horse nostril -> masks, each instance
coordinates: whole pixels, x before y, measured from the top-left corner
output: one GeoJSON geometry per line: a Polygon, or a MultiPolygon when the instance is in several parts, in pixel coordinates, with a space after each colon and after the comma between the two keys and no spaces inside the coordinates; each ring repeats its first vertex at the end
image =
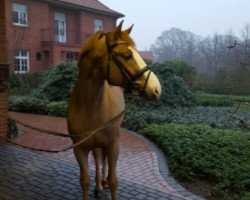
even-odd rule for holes
{"type": "Polygon", "coordinates": [[[157,87],[155,88],[155,94],[156,94],[156,95],[159,95],[159,94],[160,94],[160,92],[159,92],[159,90],[158,90],[157,87]]]}

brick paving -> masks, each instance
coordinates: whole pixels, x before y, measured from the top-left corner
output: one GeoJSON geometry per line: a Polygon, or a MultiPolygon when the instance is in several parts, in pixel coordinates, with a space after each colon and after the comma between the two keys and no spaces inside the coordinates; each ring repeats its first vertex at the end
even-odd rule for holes
{"type": "MultiPolygon", "coordinates": [[[[10,116],[40,128],[67,133],[65,118],[9,113],[10,116]]],[[[37,149],[58,150],[71,140],[50,136],[18,126],[22,134],[14,142],[37,149]]],[[[201,200],[182,188],[170,176],[163,153],[138,134],[123,130],[120,139],[118,199],[201,200]]],[[[94,199],[94,165],[89,157],[94,199]]],[[[56,154],[31,151],[0,143],[0,200],[78,200],[81,199],[79,167],[73,151],[56,154]]],[[[110,199],[105,190],[101,199],[110,199]]]]}

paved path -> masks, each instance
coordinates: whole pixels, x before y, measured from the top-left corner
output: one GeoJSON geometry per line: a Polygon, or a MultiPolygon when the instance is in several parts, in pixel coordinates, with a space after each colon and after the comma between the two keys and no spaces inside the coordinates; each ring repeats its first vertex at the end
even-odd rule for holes
{"type": "MultiPolygon", "coordinates": [[[[67,133],[65,118],[10,113],[31,125],[67,133]]],[[[71,140],[48,136],[22,126],[14,142],[38,149],[63,149],[71,140]]],[[[162,152],[150,141],[124,130],[118,160],[118,199],[201,200],[169,175],[162,152]]],[[[94,167],[90,156],[90,199],[94,199],[94,167]]],[[[0,200],[81,199],[79,168],[72,150],[57,154],[0,143],[0,200]]],[[[104,191],[101,199],[110,199],[104,191]]]]}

- Aim of the task
Rewrite all of the data above as a JSON list of strings, one string per line, with blank lines dropped. Leave the pictures out of the list.

- Solution to this task
[
  "horse nostril -> masks, each instance",
  "coordinates: whole pixels, x before y, measured from the top-left corner",
  "output: one GeoJSON geometry per line: a Polygon, or a MultiPolygon when the instance is in several parts, in pixel coordinates, with a space after each colon and after the comma between the two keys and no spaces inside the coordinates; each ring repeats its first vertex at the end",
  "image =",
  "even-odd rule for holes",
  "{\"type\": \"Polygon\", \"coordinates\": [[[157,87],[155,88],[155,94],[156,94],[156,95],[159,95],[159,94],[160,94],[160,92],[159,92],[159,90],[158,90],[157,87]]]}",
  "brick paving -> masks, each instance",
  "coordinates: whole pixels, x before y, measured from the top-left corner",
  "output: one GeoJSON geometry per line: a Polygon, or a MultiPolygon when the instance is in several parts, in pixel coordinates, with a space after each colon and after the comma between the two keys and no spaces inside the coordinates; each ring repeats its first vertex at the end",
  "even-odd rule for holes",
  "{\"type\": \"MultiPolygon\", \"coordinates\": [[[[10,116],[40,128],[67,133],[65,118],[9,113],[10,116]]],[[[37,149],[58,150],[71,140],[50,136],[18,126],[22,134],[14,142],[37,149]]],[[[201,200],[182,188],[170,176],[163,153],[138,134],[123,130],[120,139],[118,199],[201,200]]],[[[94,199],[94,165],[89,157],[94,199]]],[[[56,154],[31,151],[0,143],[0,200],[78,200],[81,199],[79,167],[73,151],[56,154]]],[[[110,199],[105,190],[101,199],[110,199]]]]}",
  "paved path -> masks, each instance",
  "coordinates: whole pixels, x before y, measured from the top-left corner",
  "output: one GeoJSON geometry per line: a Polygon, or a MultiPolygon when the instance is in several parts, in pixel coordinates, with a space after each colon and after the comma between the two keys and no spaces inside the coordinates; each ring repeats its first vertex at the end",
  "even-odd rule for holes",
  "{\"type\": \"MultiPolygon\", \"coordinates\": [[[[67,133],[65,118],[10,113],[31,125],[67,133]]],[[[71,140],[48,136],[22,126],[14,142],[38,149],[63,149],[71,140]]],[[[162,152],[150,141],[124,130],[118,160],[118,199],[201,200],[169,175],[162,152]]],[[[94,167],[90,156],[90,199],[94,199],[94,167]]],[[[0,200],[81,199],[79,168],[72,150],[57,154],[0,143],[0,200]]],[[[104,191],[101,199],[110,199],[104,191]]]]}"
]